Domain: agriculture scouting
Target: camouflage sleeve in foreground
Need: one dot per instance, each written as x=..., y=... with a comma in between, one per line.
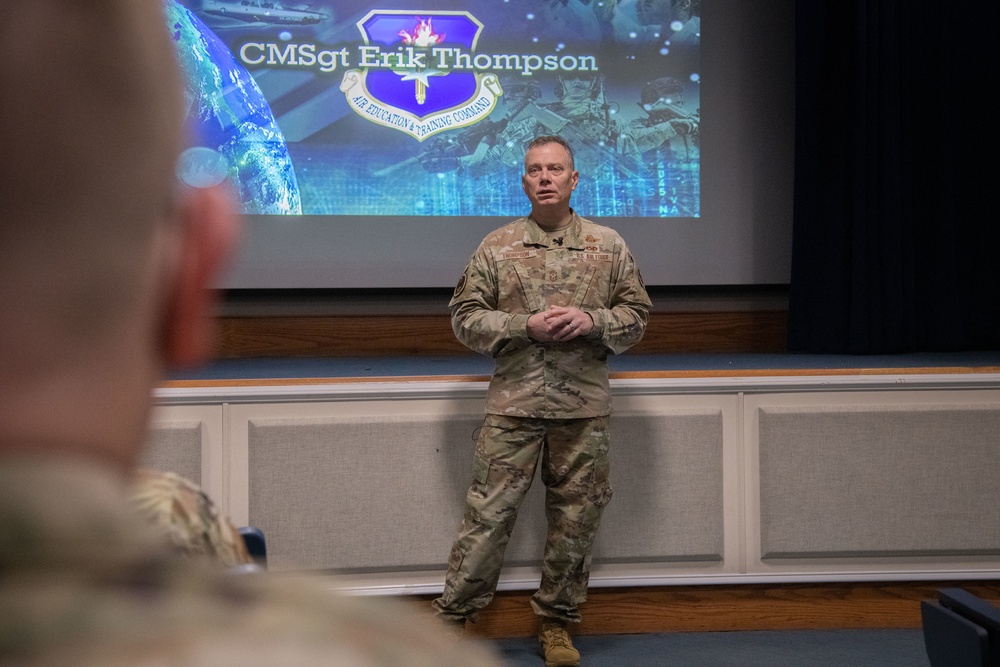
x=622, y=325
x=187, y=517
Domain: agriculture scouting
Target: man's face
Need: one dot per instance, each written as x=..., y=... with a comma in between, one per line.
x=549, y=178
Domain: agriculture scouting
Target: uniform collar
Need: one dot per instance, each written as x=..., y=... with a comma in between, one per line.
x=571, y=235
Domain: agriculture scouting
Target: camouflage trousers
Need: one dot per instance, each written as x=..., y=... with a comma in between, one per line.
x=574, y=469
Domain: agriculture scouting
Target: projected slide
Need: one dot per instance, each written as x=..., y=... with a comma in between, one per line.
x=414, y=109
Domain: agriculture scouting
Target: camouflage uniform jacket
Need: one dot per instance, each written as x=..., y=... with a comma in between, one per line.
x=188, y=517
x=87, y=582
x=517, y=272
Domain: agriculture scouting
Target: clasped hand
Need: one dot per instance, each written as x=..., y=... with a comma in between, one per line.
x=558, y=324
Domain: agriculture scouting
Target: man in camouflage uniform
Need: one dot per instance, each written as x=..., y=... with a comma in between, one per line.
x=105, y=265
x=549, y=297
x=187, y=516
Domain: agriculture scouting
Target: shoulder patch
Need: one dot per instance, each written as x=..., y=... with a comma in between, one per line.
x=460, y=287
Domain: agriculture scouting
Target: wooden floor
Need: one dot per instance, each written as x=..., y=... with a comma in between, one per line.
x=728, y=608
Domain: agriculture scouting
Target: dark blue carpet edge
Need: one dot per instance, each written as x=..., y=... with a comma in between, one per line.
x=798, y=648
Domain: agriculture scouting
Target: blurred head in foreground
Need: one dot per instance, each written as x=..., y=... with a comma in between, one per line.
x=105, y=265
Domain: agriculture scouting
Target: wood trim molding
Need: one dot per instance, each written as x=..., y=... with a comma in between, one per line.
x=407, y=335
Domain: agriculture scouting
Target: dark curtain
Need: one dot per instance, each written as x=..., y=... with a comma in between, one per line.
x=895, y=232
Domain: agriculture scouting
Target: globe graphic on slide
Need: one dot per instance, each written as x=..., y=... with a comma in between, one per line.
x=233, y=132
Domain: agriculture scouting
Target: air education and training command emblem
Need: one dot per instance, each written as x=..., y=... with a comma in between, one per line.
x=404, y=82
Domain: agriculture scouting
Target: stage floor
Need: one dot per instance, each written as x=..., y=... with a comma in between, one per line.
x=625, y=365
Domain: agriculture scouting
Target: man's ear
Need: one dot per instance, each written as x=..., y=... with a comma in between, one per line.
x=210, y=229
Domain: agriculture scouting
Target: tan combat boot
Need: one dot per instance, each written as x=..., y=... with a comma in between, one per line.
x=556, y=645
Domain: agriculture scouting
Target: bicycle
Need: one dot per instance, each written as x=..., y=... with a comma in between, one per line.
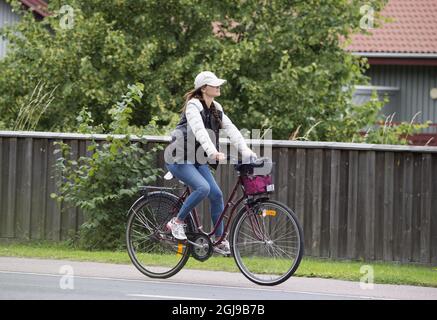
x=266, y=238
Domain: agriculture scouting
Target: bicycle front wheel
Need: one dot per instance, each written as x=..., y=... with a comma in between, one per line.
x=267, y=243
x=151, y=247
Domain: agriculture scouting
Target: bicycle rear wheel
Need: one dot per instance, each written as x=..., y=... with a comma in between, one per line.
x=151, y=247
x=267, y=243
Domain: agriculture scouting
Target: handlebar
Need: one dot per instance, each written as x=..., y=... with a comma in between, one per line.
x=254, y=161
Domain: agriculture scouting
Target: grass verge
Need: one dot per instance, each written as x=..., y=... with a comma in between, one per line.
x=384, y=273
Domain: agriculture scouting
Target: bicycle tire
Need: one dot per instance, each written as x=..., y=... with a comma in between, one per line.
x=166, y=200
x=238, y=242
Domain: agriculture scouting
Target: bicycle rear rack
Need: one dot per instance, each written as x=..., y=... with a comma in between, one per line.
x=144, y=190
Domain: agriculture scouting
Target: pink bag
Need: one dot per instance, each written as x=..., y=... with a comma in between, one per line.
x=257, y=184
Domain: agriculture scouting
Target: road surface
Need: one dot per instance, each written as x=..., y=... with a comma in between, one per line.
x=42, y=279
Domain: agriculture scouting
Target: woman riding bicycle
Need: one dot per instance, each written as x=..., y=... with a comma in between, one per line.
x=196, y=142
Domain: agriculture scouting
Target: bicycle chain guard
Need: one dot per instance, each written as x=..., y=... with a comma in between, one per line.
x=203, y=248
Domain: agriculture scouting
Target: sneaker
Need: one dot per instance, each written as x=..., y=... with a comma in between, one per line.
x=177, y=229
x=223, y=248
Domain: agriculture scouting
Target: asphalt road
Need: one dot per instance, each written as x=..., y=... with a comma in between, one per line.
x=37, y=279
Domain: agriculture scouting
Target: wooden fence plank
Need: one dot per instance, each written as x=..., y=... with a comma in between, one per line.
x=416, y=207
x=317, y=202
x=308, y=200
x=326, y=198
x=388, y=206
x=335, y=203
x=426, y=176
x=39, y=189
x=2, y=209
x=352, y=205
x=369, y=208
x=12, y=190
x=300, y=185
x=407, y=208
x=53, y=220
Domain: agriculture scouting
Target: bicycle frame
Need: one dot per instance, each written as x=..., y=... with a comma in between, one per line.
x=229, y=204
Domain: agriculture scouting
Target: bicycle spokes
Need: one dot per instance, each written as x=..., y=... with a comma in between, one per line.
x=267, y=243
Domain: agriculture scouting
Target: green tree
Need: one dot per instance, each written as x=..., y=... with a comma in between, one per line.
x=285, y=65
x=105, y=182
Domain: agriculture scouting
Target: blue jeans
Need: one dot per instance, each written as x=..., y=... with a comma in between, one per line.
x=202, y=183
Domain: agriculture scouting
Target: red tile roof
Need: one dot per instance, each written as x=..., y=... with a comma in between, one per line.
x=38, y=6
x=414, y=29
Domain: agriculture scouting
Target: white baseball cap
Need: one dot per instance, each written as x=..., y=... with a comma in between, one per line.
x=209, y=78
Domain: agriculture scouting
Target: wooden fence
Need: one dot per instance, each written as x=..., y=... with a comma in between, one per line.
x=354, y=201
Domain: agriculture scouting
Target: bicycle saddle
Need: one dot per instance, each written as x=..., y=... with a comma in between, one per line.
x=169, y=176
x=248, y=168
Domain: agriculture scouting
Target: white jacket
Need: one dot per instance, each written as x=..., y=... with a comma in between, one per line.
x=195, y=123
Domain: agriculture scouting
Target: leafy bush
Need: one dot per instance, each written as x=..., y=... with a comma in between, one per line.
x=105, y=183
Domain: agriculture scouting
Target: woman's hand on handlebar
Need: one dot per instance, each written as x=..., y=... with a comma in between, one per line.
x=219, y=156
x=248, y=156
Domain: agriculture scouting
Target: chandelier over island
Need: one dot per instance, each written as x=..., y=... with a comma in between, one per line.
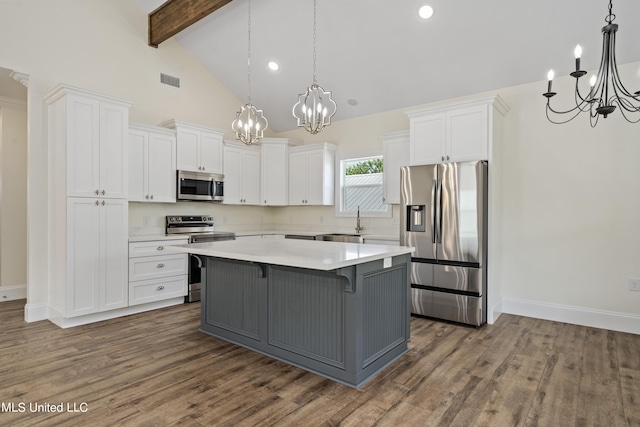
x=315, y=107
x=606, y=91
x=250, y=122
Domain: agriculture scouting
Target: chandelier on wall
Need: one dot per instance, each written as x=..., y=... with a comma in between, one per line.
x=606, y=90
x=250, y=122
x=315, y=107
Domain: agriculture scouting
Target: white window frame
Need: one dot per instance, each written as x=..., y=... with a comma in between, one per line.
x=339, y=188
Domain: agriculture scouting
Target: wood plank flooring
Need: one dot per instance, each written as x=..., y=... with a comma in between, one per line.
x=156, y=369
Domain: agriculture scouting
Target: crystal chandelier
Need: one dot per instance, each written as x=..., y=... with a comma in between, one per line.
x=315, y=107
x=606, y=89
x=250, y=122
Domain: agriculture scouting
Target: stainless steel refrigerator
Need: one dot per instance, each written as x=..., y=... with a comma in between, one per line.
x=444, y=216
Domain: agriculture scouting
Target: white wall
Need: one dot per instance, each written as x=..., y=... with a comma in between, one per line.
x=571, y=211
x=13, y=199
x=100, y=46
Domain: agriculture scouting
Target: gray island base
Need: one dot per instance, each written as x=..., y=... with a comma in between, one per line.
x=346, y=324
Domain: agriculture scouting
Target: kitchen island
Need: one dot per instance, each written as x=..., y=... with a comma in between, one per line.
x=340, y=310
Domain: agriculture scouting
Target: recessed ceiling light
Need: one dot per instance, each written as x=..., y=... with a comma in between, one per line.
x=425, y=12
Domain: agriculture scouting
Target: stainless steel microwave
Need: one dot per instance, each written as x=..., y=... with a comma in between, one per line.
x=199, y=186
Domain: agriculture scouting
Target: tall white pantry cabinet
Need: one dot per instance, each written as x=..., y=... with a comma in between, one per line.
x=88, y=206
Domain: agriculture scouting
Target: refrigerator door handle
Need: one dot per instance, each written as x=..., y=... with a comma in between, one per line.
x=434, y=213
x=438, y=218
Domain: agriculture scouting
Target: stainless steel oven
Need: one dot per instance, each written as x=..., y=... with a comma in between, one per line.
x=199, y=228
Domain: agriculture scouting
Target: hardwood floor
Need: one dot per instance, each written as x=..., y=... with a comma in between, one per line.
x=156, y=369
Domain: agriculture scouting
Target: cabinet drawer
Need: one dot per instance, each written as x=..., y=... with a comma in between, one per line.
x=154, y=247
x=145, y=291
x=145, y=268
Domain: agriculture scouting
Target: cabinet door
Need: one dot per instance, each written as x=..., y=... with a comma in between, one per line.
x=468, y=134
x=428, y=139
x=396, y=155
x=275, y=179
x=83, y=256
x=137, y=165
x=232, y=176
x=114, y=256
x=297, y=178
x=114, y=128
x=161, y=168
x=188, y=150
x=251, y=177
x=83, y=147
x=315, y=177
x=211, y=152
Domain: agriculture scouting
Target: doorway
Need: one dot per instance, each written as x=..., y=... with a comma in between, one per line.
x=13, y=187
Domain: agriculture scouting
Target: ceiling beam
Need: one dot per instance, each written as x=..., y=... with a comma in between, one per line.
x=174, y=16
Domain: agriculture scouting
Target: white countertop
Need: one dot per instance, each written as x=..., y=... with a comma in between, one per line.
x=311, y=254
x=152, y=237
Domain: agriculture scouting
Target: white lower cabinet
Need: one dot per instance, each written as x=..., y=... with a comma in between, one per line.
x=154, y=273
x=96, y=255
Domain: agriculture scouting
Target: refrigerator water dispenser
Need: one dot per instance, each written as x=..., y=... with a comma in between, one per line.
x=417, y=220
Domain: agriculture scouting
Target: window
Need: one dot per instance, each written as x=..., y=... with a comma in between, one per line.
x=360, y=185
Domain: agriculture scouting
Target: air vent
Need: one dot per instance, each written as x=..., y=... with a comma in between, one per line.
x=169, y=80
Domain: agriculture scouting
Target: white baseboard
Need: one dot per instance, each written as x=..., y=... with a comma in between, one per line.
x=611, y=320
x=10, y=293
x=55, y=316
x=35, y=313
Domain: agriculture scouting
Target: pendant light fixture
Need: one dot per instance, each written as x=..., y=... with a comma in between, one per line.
x=250, y=122
x=315, y=107
x=606, y=90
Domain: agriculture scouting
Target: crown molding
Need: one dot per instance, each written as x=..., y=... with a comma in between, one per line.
x=13, y=103
x=20, y=77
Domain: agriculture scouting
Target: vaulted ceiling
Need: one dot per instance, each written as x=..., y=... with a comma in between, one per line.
x=381, y=56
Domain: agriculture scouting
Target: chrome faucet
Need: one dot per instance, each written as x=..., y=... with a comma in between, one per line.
x=358, y=227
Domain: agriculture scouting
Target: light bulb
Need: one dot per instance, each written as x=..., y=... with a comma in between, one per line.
x=425, y=12
x=577, y=51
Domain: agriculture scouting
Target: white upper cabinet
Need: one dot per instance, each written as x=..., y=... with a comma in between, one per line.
x=453, y=132
x=395, y=152
x=92, y=132
x=152, y=164
x=199, y=149
x=275, y=170
x=241, y=174
x=311, y=174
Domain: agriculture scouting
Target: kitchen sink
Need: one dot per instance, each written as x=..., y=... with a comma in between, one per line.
x=341, y=237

+--

→ Exercise directions: Pull out every line in the items above that contains the word "foreground", and copy each one in full.

→ Output for this task:
Target: camouflage sleeve in foreground
Target: blurred head in foreground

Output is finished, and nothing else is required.